San Marino – Una multa per dire la verità … di Achille Campagna

Le mie preferenze personali contano poco, però questa suona oggettivamente male (Art. 4 del nuovo decreto sull’emergenza COVID) :

– i « dati epidemiologici [sono] di proprietà dell’ISS »
direi un’affermazione in bilico fra Platone e l’Avaro di Molière, l’informazione è mia e me la tengo

io…

Ma scusate, lo Stato non è la collettività ? A che cosa serve raccogliere dati su di un epidemia se debbono restare gelosamente reclusi nei forzieri dell’ISS ? È il concetto di proprietà del dato che mi sfugge : se creo un database e sono un privato o un’azienda posso decidere se darvi accesso, ma la pubblica amministrazione opera sotto il principio di trasparenza. Almeno in teoria.

Quindi solo l’ISS può decidere se, quando, come e soprattutto cosa divulgare. Alla faccia dell’open government.

Ma veniamo alla libertà di stampa.

Innanzitutto mi viene il dubbio che le notizie sull’epidemia da COVID-19 non siano di interesse pubblico, perché se lo fossero godrebbero della massima tutela possibile, leggasi art.19 del Patto Internazionale sui Diritti Civili e Politici del Cittadino. Forse avere notizie sull’epidemia non ha il pregio di mettere tutti noi nella condizione di compiere scelte consapevoli, come ad esempio decidere quando e quanto uscire di casa, quali luoghi frequentare per non contrarre l’infezione, o per non contaminare gli altri, etc.

Ma allora sbaglio a dire in giro (su una piattaforma che fornisce formazione online) che l’informazione, quella veritiera, tempestiva, inclusa quella dei whistleblowers, quando riguarda argomenti di interesse pubblico, va incontro a pochissime limitazioni, quali soltanto la salute pubblica o la sicurezza nazionale. Ovviamente in casi di temporaneo e concreto pregiudizio.

▶ [AZIONE RICHIESTA 1]: Nel testo sul decreto COVID di San Marino, di chi sono i dati epidemiologici secondo l'Art. 4?
▶ [AZIONE RICHIESTA 2]: Prosegui il testo sul decreto COVID di San Marino dopo l'ultima frase riportata.

▶ [DATI FORNITI]:
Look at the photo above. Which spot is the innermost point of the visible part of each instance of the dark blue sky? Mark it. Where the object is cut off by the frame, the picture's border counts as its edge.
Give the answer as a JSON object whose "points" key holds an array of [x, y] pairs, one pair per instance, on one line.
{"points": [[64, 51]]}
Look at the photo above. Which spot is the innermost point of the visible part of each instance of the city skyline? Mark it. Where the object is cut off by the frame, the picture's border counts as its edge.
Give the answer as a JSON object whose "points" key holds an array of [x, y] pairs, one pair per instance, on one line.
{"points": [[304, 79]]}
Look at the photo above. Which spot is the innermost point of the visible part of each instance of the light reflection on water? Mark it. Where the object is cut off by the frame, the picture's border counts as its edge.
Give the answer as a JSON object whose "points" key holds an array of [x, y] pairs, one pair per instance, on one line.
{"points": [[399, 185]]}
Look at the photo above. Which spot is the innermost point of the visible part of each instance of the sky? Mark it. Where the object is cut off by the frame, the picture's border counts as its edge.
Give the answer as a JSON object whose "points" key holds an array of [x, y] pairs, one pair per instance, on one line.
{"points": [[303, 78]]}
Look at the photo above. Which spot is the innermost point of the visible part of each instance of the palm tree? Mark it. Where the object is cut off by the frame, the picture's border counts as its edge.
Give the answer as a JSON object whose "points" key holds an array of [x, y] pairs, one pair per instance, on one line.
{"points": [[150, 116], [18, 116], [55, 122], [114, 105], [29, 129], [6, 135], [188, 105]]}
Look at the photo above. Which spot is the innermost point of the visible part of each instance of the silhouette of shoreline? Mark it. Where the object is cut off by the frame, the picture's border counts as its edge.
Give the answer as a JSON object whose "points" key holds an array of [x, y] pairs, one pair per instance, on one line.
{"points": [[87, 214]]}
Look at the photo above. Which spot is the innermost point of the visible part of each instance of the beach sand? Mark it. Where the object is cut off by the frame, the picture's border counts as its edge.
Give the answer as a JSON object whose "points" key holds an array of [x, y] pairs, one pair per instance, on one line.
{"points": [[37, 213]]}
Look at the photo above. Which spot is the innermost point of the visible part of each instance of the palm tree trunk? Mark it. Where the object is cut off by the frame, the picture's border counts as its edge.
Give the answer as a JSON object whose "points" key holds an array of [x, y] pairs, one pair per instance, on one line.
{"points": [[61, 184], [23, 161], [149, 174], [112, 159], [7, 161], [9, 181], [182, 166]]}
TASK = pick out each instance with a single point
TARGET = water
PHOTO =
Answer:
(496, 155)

▶ [RISPOSTA 1]: Sono di proprietà dell'ISS.

▶ [RISPOSTA 2]:
La giustificazione palesata dalla norma è poi un capolavoro di qualunquismo, ed è qui la scivolata, il suo cedimento strutturale: l’ « omogeneità ed ufficialità » dei dati, quindi non la tutela della salute pubblica, della sicurezza nazionale, dell’ordine pubblico, ma un’esigenza enormemente recessiva rispetto alla freedom of speech del Covenant.

D’altra parte, sarebbe difficile venire a raccontare che i dati epidemiologici sono di fatto censurabili per tutelare la salute pubblica, essendo vero l’esatto opposto.

Il cittadino di uno stato democratico ha diritto di sapere tutto e le emergenze non possono giustificare interferenze rispetto ai diritti fondamentali per esigenze di « omogeneità » e « ufficialità », l’importanza e la criticità delle situazioni non devono essere mai usate come una scusa per limitare la libertà di stampa, all’opposto devono promuoverla.

È una scelta che i nostri governanti devono cominciare ad interiorizzare perché errori del genere dimostrano un’involuzione allarmante ed un deficit in termini di stato di diritto tale da mettere in dubbio quella profonda condivisione dei valori democratici che diamo troppo spesso per scontata.